> TESTO DI PARTENZA:
Incontro 18 febbraio 2017

Bari | 07 Mar 2017

L’attività missionaria delle Chiese particolari (Ad Gentes 20)

La Chiesa particolare, dovendo riprodurre il più perfettamente possibile la Chiesa universale, abbia la piena coscienza di essere inviata anche a coloro che non credono in Cristo e vivono nel suo stesso territorio, al fine di costituire, con la testimonianza di vita dei singoli fedeli e della comunità tutta, il segno che addita loro il Cristo.
È inoltre necessario il ministero della parola, perché il messaggio evangelico giunga a tutti. Il vescovo deve essere essenzialmente il messaggero di fede che porta nuovi discepoli a Cristo. Per rispondere bene a questo nobilissimo compito deve conoscere a fondo sia le condizioni del suo gregge, sia la concezione che di Dio hanno i suoi concittadini, tenendo conto esattamente anche dei mutamenti introdotti dalla cosiddetta urbanizzazione, dal fenomeno della emigrazione e dall’indifferentismo religioso.
I sacerdoti locali attendano con molto zelo all’opera di evangelizzazione nelle giovani Chiese, collaborando attivamente con i missionari di origine straniera, con i quali costituiscono un unico corpo sacerdotale riunito sotto l’autorità del vescovo: ciò non solo per pascere i propri fedeli e per celebrare il culto divino, ma anche per predicare il Vangelo a coloro che stanno fuori. Perciò dimostrino prontezza e, all’occasione, si offrano generosamente al proprio vescovo per iniziare l’attività missionaria nelle zone più lontane ed abbandonate della propria diocesi o anche di altre diocesi.
Dello stesso zelo siano animati i religiosi e le religiose, ed anche i laici verso i propri concittadini, specie quelli più poveri.
Le conferenze episcopali procurino che periodicamente si tengano corsi di aggiornamento biblico, teologico, spirituale e pastorale, allo scopo di consentire al clero, di fronte al variare incessante delle situazioni, di approfondire la conoscenza della teologia e dei metodi pastorali.
Quanto al resto, si osservino religiosamente tutte le disposizioni che questo Concilio ha emanato, specialmente quelle del decreto relativo al ministero ed alla vita sacerdotale.
Una Chiesa particolare, per poter realizzare la propria opera missionaria, ha bisogno di ministri adatti, che vanno preparati tempestivamente in maniera rispondente alle condizioni di ciascuna di esse. E poiché gli uomini tendono sempre più a riunirsi in gruppi, è sommamente conveniente che le conferenze episcopali concordino una comune linea di azione, in ordine al dialogo da stabilire con tali gruppi. Se però in certe regioni esistono dei gruppi di uomini, che sono distolti dall’abbracciare la fede cattolica dall’incapacità di adattarsi a quella forma particolare che la Chiesa ha assunto in mezzo a loro, è senz’altro desiderabile che si provveda ad una tale situazione con misure particolari finché non si arrivi a riunire tutti i cristiani in un’unica comunità. Se poi la santa Sede dispone di missionari preparati a questo scopo, pensino i singoli vescovi a chiamarli nelle proprie diocesi o li accolgano ben volentieri, favorendo efficacemente le loro iniziative.

> ESERCIZI:
A. Trascrivi dal testo sull'attività missionaria delle Chiese particolari tutto ciò che va da "Dello stesso zelo" fino a "alla vita sacerdotale.", parole comprese.
B. Riprendi il testo sull'attività missionaria delle Chiese particolari e proseguilo dopo la sua ultima frase.
Le righe non hanno alcun legame con il testo sull'attività missionaria delle Chiese particolari.

> RIGHE RIPORTATE:
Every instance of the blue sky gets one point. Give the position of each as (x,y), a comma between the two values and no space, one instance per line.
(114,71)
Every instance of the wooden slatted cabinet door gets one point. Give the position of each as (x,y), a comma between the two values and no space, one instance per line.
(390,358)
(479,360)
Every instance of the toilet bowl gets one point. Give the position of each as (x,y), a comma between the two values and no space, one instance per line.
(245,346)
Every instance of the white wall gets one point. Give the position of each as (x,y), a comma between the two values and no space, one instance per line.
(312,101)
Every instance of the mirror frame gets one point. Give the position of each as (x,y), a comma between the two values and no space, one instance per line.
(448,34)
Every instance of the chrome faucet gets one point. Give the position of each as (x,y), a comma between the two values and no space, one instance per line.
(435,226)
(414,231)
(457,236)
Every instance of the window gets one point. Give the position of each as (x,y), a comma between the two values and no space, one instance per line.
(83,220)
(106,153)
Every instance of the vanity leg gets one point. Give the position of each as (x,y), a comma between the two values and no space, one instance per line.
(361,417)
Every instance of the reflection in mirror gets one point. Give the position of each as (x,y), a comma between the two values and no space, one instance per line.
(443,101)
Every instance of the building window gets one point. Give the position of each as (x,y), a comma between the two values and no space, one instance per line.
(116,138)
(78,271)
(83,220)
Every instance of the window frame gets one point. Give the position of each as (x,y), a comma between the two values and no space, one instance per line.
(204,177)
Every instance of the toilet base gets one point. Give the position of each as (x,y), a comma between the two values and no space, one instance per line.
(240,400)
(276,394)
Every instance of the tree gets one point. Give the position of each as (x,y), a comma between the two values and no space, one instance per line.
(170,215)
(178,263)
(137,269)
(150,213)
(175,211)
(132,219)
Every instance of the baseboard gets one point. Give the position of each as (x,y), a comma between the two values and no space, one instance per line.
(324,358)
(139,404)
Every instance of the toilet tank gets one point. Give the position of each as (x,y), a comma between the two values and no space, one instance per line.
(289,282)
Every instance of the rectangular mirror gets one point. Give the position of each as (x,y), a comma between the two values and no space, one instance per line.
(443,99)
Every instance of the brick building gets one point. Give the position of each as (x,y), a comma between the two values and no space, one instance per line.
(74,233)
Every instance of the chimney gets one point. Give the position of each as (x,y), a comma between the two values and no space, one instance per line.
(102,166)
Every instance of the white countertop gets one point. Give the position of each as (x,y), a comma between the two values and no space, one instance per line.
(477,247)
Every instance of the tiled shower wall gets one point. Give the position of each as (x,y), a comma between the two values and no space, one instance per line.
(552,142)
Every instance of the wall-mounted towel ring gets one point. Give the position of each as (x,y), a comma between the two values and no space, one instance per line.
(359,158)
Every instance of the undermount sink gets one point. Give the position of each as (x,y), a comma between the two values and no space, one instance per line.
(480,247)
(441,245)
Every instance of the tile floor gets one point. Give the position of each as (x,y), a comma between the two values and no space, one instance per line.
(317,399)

> RISPOSTE FORNITE:
A.
Dello stesso zelo siano animati i religiosi e le religiose, ed anche i laici verso i propri concittadini, specie quelli più poveri.
Le conferenze episcopali procurino che periodicamente si tengano corsi di aggiornamento biblico, teologico, spirituale e pastorale, allo scopo di consentire al clero, di fronte al variare incessante delle situazioni, di approfondire la conoscenza della teologia e dei metodi pastorali.
Quanto al resto, si osservino religiosamente tutte le disposizioni che questo Concilio ha emanato, specialmente quelle del decreto relativo al ministero ed alla vita sacerdotale.

B.
Perché questo zelo missionario fiorisca nei membri della loro patria, è altresì conveniente che le giovani Chiese partecipino quanto prima effettivamente alla missione universale della Chiesa, inviando anch’esse dei missionari a predicare il Vangelo dappertutto nel mondo, anche se soffrono di scarsezza di clero. La comunione con la Chiesa universale raggiungerà in un certo senso la sua perfezione solo quando anch’esse prenderanno parte attiva allo sforzo missionario diretto verso le altre nazioni.

Spunti di riflessione

Domande

Parole che non comprendo

Riflessioni di padre Ottavio durante l’incontro

• L’evangelizzazione non è una catechesi, ma un annuncio di un Dio che ci ama, ci salva e ci porta ad una vita nuova vissuta in comunità, come famiglia.

• Il vangelo si può vivere solo insieme: un filo rischia di spezzarsi, ma se si unisce ad un altro filo, diventa corda.

• Il miglior modo di perdere la fede è non annunciarla.

• Dove non c’è amore, non può esserci annuncio.

• Le nostre scelte non devono essere condizionate dalle difficoltà o dalle situazioni che ci circondano.

• Se mi chiudono una porta, io devo insistere e ribussare.

• Una vita espropriata a servizio degli ultimi: questa deve essere la vita del laico missionario comboniano!

• Nessuno vive di rendita.

Testimonianze

Giuliana da Bologna

Caro padre,
un ragazzo nigeriano di 21 anni, Endurance, approdato suo malgrado in Italia, qualche mese fa chiedeva l’elemosina vicino alla casa di Eileen.
Eileen l’ha avvicinato, si sono parlati e di tanto in tanto lo rivedeva sotto al portico di casa sua.
In dicembre lo porta all’incontro dei laici, lo conosciamo un po’ di più e lo aiutiamo con cibo e denaro per pagare l’affitto della stanza che occupa in un paesino vicino a Modena.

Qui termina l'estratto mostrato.